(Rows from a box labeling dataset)
★ ★ ★ ★

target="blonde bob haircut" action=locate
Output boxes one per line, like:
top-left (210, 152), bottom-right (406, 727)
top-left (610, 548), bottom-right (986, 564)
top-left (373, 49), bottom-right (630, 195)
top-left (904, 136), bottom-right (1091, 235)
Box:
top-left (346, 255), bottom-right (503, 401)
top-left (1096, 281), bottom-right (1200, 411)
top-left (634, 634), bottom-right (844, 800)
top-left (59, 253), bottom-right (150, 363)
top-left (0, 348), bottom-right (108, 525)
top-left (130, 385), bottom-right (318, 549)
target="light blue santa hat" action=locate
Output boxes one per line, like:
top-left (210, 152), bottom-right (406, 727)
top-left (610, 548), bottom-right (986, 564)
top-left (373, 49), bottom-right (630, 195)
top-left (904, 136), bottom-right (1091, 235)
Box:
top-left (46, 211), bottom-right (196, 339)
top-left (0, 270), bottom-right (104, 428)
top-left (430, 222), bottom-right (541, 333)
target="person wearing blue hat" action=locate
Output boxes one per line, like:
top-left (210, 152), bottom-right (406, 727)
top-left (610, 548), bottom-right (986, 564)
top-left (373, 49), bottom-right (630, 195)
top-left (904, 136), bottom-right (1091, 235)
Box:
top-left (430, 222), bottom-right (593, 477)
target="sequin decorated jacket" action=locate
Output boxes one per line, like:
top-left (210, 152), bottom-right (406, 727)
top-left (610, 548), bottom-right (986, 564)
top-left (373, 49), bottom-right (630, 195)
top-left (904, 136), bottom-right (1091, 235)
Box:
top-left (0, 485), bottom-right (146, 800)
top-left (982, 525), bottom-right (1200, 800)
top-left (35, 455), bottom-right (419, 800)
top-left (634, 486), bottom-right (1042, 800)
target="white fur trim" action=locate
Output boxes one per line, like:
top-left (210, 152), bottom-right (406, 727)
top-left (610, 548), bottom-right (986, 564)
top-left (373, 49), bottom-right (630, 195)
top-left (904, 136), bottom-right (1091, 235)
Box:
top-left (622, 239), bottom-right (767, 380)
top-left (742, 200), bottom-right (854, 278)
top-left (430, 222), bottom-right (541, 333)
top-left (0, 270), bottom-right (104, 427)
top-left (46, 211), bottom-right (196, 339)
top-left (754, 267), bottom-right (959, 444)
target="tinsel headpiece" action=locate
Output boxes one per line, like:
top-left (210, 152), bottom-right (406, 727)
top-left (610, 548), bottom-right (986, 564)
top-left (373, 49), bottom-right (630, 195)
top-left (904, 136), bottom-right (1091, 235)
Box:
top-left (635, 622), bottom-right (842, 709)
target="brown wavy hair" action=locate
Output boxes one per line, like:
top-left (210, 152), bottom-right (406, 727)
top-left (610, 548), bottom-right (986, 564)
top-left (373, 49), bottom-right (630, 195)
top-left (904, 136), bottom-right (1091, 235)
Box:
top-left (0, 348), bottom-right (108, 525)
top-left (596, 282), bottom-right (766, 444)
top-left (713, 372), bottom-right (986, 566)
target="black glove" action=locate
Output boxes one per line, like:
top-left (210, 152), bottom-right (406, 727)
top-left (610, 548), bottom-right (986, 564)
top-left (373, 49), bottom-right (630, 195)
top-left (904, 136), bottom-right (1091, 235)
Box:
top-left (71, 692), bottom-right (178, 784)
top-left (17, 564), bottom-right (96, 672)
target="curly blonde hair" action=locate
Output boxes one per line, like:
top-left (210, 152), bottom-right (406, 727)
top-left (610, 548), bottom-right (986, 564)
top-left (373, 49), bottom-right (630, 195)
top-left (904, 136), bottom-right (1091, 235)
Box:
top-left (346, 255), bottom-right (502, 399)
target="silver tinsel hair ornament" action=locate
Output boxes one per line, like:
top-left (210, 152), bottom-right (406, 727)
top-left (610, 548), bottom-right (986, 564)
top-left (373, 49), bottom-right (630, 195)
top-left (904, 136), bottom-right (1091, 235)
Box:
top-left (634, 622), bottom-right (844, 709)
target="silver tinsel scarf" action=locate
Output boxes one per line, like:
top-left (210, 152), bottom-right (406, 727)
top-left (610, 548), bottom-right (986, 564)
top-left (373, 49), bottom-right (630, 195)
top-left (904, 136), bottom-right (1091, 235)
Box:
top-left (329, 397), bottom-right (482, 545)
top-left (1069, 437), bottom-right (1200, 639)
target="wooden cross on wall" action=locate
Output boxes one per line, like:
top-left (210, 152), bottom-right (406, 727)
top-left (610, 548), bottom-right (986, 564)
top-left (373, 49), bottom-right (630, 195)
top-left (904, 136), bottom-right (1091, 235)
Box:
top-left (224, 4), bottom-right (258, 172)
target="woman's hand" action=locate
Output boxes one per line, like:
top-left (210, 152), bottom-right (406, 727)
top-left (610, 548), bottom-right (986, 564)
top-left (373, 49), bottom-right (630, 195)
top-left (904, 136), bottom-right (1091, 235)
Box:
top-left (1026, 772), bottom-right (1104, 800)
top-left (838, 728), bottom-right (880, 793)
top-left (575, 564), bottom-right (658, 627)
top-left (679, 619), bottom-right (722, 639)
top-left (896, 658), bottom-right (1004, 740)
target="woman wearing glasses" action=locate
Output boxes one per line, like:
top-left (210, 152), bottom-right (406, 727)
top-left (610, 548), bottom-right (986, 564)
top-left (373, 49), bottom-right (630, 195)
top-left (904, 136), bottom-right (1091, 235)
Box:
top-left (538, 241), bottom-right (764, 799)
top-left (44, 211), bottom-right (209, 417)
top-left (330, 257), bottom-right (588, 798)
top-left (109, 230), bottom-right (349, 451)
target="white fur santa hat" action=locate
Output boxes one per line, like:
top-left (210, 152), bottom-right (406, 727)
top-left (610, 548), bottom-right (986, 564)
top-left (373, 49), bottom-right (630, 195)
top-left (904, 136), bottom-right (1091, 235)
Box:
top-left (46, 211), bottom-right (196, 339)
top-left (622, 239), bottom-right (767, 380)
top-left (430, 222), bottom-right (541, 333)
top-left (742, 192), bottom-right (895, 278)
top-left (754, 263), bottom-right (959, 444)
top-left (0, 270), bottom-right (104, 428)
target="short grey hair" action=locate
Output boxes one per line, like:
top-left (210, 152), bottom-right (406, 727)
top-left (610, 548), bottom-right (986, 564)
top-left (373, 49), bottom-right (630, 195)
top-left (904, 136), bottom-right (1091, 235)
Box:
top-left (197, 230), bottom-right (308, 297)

★ ★ ★ ★

* What is asked: List each line of the listing above that contains the string "woman". Case matters when matching.

* Task answer:
target="woman's hand" action=locate
target="woman wearing glasses" action=locate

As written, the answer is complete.